Records supplied Start Marker
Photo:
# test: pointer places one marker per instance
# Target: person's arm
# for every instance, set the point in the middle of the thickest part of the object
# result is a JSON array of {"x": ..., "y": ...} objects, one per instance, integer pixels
Records supplied End Marker
Records supplied Start Marker
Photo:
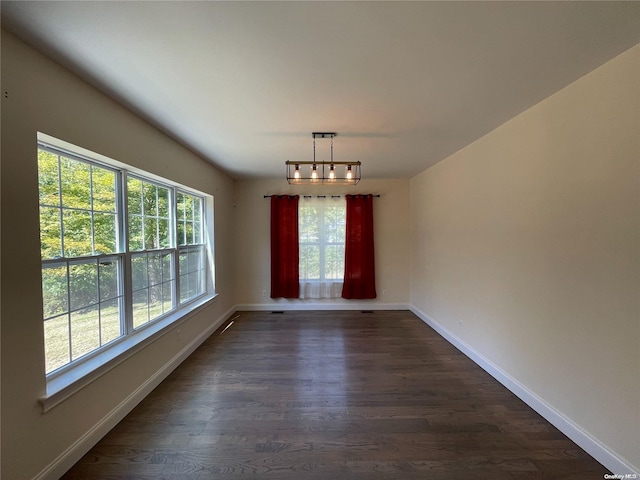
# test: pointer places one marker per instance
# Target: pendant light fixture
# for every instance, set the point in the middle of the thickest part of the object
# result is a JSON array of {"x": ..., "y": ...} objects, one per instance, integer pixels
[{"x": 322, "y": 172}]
Records supplied End Marker
Your objective: Extract every line above that contains the word "Target".

Task response:
# Target: person's arm
# Target: pendant light fixture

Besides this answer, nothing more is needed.